From the records below, transcribe only the lines running from the one with "Put a dot on each instance of the driveway" through the one with "Put a dot on each instance of the green foliage". Keep both of those end lines.

----

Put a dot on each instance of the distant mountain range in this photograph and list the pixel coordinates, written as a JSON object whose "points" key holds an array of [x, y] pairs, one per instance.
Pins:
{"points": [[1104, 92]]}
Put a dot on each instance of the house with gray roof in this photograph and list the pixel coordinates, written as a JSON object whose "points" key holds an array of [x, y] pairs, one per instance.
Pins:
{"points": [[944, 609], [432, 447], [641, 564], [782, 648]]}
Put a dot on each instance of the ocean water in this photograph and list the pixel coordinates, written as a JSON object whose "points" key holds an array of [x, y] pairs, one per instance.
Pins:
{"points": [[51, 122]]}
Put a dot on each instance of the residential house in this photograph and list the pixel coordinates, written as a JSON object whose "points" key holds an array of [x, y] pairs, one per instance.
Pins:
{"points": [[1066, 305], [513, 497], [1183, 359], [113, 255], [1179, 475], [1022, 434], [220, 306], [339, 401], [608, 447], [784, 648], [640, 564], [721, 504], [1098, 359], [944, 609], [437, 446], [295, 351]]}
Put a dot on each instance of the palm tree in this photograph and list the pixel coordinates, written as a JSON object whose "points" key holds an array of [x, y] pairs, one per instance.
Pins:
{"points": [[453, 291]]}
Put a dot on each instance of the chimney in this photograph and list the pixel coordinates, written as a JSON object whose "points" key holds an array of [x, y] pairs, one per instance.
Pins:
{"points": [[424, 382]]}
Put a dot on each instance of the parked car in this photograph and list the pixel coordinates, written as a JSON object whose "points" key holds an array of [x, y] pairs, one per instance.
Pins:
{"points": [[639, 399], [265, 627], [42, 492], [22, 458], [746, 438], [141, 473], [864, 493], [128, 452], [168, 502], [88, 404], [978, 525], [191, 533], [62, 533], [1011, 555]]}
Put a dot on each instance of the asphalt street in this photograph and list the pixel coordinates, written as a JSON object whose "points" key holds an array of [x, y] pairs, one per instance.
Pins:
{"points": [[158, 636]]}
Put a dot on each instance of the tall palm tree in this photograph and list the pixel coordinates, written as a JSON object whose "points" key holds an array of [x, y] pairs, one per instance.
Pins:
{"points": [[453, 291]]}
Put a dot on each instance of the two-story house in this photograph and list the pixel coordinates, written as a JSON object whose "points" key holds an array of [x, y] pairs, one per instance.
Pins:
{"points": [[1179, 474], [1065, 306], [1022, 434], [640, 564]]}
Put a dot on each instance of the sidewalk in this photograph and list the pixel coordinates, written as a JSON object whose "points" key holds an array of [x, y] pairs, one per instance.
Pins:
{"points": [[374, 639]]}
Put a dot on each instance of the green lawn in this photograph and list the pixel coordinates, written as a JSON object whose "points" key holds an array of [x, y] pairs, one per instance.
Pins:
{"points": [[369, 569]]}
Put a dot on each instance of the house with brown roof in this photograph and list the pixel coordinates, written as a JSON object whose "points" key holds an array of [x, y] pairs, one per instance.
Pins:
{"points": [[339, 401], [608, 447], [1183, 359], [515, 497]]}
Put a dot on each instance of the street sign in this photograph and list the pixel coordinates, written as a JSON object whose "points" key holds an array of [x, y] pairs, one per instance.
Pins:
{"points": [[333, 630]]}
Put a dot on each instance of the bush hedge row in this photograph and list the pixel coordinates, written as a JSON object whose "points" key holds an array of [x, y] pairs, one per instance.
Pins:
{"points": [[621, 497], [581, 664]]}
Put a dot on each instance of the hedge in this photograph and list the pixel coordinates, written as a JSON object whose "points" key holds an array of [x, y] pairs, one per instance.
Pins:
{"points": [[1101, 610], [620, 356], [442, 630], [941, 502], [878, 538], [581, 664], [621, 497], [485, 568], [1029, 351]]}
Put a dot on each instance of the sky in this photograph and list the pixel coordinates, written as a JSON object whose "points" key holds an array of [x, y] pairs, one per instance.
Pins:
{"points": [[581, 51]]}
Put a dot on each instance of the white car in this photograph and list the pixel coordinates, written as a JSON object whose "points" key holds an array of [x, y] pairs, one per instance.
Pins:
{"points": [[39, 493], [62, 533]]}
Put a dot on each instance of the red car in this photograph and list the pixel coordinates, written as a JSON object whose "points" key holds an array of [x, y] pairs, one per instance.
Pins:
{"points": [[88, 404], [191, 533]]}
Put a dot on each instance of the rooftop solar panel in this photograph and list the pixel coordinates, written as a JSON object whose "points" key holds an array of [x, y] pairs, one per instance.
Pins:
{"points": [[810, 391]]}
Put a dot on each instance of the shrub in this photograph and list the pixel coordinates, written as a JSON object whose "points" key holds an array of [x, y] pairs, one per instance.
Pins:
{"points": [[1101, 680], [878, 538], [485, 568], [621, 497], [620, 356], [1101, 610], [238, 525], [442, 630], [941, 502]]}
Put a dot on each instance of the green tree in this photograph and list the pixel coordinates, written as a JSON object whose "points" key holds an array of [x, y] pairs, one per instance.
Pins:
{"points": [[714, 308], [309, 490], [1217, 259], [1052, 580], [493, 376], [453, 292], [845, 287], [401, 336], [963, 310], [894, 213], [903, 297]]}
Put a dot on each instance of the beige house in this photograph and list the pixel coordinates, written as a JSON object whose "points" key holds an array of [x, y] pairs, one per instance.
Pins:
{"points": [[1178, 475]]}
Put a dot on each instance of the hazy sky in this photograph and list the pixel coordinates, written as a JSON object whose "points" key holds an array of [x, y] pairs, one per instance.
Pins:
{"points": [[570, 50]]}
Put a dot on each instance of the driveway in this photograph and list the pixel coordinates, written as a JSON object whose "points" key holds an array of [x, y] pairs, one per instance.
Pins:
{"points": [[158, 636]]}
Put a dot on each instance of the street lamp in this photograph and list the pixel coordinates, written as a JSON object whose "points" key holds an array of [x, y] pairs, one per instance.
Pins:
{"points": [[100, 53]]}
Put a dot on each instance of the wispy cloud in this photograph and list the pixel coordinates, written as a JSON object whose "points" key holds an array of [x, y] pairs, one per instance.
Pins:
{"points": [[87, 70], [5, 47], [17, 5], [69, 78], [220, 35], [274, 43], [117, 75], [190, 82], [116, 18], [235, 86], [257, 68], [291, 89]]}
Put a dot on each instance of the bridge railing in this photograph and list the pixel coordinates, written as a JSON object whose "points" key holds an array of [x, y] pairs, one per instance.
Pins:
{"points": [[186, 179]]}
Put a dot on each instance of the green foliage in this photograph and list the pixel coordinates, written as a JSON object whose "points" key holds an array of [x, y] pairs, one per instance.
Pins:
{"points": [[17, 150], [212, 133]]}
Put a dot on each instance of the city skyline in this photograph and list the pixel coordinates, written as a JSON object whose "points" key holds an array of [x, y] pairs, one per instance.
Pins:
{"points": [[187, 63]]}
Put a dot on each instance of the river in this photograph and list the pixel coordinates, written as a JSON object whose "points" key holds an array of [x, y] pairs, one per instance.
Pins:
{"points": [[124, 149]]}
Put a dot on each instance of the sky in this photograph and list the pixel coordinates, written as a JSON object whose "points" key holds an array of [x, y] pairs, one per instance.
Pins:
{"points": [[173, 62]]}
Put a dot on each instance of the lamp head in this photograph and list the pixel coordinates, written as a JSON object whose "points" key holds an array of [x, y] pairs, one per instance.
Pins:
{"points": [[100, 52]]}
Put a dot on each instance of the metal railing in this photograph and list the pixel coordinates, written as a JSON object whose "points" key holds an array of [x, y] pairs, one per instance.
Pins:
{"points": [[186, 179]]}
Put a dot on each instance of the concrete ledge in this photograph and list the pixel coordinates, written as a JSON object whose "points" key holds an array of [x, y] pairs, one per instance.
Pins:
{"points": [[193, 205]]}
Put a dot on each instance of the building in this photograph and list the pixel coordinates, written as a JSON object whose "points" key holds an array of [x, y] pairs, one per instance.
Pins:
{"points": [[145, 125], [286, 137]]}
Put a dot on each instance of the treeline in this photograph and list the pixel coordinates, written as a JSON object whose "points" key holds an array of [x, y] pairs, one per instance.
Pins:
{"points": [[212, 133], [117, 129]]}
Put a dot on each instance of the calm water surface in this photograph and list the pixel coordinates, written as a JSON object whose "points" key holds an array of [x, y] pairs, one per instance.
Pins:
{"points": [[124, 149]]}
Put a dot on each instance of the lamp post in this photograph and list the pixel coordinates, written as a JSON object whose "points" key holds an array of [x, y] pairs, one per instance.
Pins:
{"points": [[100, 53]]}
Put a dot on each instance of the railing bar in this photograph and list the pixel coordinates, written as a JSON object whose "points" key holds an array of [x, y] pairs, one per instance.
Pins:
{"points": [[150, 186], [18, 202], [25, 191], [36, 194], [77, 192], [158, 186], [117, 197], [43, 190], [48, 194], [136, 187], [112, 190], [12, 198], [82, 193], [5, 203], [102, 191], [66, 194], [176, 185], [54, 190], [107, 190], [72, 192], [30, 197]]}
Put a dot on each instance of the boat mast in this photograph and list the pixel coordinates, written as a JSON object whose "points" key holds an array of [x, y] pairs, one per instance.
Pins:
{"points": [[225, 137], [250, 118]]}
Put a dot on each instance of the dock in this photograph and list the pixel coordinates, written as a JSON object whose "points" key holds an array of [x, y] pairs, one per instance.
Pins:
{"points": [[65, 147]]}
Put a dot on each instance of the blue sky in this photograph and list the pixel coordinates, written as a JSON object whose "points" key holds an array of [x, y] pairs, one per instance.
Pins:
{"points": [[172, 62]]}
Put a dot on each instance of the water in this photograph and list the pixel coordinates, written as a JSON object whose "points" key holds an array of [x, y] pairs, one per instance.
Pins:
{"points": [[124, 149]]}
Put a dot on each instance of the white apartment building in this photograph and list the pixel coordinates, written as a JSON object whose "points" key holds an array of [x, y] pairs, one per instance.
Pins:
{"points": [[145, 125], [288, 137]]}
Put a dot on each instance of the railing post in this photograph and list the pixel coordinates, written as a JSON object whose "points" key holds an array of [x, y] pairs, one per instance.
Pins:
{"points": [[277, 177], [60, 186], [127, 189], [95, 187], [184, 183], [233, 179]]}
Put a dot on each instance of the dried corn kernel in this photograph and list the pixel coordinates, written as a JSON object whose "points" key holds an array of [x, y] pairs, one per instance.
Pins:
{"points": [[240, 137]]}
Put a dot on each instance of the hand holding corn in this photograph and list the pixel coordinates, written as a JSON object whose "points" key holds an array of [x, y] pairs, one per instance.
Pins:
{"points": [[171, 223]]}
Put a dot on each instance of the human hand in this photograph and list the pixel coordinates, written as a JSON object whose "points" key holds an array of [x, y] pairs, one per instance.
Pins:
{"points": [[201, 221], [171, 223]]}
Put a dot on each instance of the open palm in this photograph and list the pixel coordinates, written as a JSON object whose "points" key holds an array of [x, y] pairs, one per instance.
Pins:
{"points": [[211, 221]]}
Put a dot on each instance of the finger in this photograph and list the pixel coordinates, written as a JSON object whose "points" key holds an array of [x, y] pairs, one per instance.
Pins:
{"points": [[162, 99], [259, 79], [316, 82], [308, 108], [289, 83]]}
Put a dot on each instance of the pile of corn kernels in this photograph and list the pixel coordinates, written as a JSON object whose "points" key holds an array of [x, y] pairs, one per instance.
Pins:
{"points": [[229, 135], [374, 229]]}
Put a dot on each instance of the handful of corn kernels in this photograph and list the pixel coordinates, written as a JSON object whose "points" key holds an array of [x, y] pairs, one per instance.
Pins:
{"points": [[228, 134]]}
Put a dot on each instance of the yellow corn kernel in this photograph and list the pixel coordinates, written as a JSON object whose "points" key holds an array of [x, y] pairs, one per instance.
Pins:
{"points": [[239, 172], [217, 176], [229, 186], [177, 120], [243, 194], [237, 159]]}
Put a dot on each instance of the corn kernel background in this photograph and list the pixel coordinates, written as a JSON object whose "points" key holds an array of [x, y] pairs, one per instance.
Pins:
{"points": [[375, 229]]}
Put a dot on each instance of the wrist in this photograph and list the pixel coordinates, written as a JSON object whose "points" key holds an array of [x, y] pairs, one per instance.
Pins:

----

- [Result below]
Put a dot on each instance of the driveway in this photograph and list the pixel coordinates, written as a JSON object whose "points" key holds an array of [x, y] pairs, one per instance.
Pins:
{"points": [[158, 636]]}
Put a dot on each instance of the street lamp in this photograph and list the pixel coordinates, written as a JSON object whose "points" key holds an array of [x, y] pairs, one per instance.
Pins:
{"points": [[100, 53]]}
Put a dot on each instance of the wispy cloud in this photograph and list the pixel coordinates, written as a JSON object whose "points" key holds an array of [x, y] pairs, one per instance.
Pins:
{"points": [[87, 70], [5, 47], [17, 5], [69, 78], [220, 35], [274, 43], [117, 75], [190, 82], [116, 18], [235, 86], [257, 68], [291, 89]]}
Put a dot on each instance of the bridge railing in this photograph and list the pixel coordinates, written as a JSON object whose "points" key holds an array of [x, y] pairs, one per instance.
Pins:
{"points": [[186, 179]]}
Put a dot on each instance of the green foliage in this photograph and list the pixel coordinates, written as a JSON object whose "points" key holds an array of [x, y] pairs, one per instance.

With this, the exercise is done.